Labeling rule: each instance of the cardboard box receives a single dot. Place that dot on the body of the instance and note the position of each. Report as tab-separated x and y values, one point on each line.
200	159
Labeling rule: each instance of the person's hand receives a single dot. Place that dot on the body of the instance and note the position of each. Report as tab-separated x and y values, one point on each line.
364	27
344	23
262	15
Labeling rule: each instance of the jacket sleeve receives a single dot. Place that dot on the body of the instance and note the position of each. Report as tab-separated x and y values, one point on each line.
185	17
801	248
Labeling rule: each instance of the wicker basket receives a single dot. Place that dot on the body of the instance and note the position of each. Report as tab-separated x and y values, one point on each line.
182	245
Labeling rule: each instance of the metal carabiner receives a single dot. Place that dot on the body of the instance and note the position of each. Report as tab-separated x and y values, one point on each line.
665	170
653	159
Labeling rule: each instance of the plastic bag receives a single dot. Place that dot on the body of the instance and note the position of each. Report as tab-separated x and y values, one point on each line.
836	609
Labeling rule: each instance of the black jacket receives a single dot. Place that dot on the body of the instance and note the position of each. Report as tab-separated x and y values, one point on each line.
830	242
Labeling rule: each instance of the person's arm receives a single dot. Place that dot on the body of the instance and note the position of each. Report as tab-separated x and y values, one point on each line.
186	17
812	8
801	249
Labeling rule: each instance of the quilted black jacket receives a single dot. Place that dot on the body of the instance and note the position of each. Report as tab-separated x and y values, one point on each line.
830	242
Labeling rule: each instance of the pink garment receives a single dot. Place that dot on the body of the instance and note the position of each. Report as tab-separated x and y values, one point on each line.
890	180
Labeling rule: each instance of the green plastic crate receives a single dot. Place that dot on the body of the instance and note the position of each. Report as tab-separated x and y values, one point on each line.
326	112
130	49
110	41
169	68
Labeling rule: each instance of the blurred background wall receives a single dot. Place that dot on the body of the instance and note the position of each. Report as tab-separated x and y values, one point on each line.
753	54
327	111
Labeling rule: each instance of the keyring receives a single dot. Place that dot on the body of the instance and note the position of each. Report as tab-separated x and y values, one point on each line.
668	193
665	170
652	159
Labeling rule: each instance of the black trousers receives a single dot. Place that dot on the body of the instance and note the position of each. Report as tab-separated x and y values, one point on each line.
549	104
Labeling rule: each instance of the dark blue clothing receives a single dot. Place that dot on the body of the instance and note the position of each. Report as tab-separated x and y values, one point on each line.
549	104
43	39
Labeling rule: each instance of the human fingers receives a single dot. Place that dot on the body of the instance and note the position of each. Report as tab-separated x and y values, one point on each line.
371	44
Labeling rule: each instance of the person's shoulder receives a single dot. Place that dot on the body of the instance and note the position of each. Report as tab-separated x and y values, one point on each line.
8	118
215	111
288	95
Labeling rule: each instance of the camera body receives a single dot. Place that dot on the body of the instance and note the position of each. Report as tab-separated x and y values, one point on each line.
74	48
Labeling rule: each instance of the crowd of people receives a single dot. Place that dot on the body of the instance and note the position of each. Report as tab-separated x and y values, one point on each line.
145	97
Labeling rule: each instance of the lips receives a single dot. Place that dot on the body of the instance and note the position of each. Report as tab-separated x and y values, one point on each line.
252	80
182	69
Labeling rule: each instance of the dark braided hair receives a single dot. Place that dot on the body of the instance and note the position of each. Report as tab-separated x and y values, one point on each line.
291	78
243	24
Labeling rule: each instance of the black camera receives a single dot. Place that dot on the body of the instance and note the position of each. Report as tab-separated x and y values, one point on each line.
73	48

+ + + + + + +

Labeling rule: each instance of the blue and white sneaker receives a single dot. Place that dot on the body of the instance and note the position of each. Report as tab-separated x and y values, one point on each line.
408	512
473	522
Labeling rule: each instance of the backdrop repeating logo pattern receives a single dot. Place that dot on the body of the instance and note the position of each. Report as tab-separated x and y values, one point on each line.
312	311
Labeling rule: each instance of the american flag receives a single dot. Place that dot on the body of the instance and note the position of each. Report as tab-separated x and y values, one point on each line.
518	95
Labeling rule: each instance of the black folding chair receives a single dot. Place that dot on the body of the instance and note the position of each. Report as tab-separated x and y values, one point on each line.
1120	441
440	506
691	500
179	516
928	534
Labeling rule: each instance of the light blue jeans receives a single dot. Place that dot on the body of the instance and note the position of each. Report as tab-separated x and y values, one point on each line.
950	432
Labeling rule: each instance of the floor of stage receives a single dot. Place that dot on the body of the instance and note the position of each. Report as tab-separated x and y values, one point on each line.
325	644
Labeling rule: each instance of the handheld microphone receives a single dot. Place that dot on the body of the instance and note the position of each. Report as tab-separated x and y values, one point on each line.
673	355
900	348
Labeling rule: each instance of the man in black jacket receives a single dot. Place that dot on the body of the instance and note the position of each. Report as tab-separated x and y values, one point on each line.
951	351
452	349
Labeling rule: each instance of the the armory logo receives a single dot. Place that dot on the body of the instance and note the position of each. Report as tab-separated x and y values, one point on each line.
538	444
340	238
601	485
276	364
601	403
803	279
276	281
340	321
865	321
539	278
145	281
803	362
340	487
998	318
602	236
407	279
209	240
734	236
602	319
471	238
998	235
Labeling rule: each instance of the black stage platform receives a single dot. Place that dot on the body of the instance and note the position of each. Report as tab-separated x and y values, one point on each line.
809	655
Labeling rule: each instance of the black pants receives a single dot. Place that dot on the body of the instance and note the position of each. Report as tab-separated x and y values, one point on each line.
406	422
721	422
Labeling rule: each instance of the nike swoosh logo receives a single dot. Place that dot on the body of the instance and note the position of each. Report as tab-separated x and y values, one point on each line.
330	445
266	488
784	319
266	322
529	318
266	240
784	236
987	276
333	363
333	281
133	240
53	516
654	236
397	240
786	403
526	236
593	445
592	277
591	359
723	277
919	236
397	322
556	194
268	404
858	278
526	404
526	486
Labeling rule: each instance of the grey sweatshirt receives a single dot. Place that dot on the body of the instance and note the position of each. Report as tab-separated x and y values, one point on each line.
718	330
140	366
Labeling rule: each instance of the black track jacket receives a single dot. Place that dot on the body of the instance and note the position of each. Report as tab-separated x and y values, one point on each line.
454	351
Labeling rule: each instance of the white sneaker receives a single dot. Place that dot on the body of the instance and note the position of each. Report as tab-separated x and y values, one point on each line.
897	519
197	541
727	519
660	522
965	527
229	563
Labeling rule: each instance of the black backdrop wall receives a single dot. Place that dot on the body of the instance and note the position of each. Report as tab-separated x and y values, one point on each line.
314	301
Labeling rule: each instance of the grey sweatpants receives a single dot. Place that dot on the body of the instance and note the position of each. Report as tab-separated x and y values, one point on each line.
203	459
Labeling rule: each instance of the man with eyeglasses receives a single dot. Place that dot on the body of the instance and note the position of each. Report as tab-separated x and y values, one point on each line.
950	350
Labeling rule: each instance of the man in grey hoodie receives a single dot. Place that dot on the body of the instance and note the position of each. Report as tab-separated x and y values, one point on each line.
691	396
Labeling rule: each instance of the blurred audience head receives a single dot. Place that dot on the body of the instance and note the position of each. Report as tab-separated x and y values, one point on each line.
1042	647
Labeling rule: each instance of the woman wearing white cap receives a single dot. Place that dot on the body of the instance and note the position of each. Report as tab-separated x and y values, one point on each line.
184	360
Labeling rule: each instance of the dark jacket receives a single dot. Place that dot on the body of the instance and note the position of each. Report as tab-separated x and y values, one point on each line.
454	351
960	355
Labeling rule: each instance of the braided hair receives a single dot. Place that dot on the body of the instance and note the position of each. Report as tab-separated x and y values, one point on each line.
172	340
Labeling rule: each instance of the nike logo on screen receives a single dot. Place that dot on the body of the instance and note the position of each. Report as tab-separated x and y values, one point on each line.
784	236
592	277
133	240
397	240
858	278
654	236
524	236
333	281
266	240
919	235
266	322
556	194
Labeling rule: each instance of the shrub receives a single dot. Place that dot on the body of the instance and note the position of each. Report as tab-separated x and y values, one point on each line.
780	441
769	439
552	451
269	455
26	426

+ + + + + + +

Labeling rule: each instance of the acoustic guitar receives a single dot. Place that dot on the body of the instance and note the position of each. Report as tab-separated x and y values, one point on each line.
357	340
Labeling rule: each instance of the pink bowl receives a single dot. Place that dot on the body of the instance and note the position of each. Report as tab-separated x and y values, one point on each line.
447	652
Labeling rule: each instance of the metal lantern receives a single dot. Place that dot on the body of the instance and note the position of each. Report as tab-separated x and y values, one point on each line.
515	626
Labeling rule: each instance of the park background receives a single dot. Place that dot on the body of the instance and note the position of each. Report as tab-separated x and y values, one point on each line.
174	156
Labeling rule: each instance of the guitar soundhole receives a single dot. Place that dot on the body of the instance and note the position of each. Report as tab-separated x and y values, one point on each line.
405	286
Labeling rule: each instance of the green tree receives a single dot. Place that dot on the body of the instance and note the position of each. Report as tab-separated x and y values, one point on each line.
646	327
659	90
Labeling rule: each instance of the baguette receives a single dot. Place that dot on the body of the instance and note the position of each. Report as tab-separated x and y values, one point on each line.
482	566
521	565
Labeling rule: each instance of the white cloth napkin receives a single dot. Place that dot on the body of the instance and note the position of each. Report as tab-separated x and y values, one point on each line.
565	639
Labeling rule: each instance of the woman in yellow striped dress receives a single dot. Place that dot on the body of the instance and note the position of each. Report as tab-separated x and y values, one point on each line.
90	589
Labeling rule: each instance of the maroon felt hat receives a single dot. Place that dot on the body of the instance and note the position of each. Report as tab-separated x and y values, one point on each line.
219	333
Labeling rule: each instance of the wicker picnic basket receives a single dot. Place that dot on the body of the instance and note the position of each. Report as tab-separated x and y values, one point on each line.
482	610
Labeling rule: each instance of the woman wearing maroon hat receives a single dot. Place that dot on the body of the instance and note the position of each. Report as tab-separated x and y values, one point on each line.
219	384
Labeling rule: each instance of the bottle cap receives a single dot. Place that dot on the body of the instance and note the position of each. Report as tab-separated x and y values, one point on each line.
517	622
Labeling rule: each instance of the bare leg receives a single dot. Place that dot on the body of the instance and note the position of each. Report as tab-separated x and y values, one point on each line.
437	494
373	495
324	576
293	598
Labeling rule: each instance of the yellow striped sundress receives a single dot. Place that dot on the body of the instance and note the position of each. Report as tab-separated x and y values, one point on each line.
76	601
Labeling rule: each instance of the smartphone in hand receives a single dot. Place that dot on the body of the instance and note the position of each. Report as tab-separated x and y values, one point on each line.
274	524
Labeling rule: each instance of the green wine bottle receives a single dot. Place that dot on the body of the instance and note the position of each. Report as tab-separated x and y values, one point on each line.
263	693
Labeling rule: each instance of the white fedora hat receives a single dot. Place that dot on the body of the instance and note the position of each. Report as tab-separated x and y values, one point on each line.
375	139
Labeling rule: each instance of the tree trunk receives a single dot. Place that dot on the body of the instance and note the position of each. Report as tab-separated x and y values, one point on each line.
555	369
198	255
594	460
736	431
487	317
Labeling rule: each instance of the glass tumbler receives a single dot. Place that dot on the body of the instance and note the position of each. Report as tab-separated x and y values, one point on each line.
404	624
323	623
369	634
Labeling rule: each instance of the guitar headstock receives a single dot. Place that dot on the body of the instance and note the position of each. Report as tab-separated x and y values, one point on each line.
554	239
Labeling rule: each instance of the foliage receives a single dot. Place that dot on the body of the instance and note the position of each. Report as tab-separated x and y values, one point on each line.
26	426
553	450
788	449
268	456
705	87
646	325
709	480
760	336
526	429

+ + + + + + +

→ **Task to complete**
Extract every line of the items above that contains the word "wearing", matching case exactly.

→ **Full response**
Labeling rule: each instance of the woman wearing white cap receives a single dot. Place that dot on the body of the instance and note the position of each. Report as tab-separated x and y values, one point on each line.
Labeling rule: each instance of the woman wearing maroon hat receives a single dot. Place that dot on the body of the instance and note the position of each. Report as tab-separated x and y values, one point on each line.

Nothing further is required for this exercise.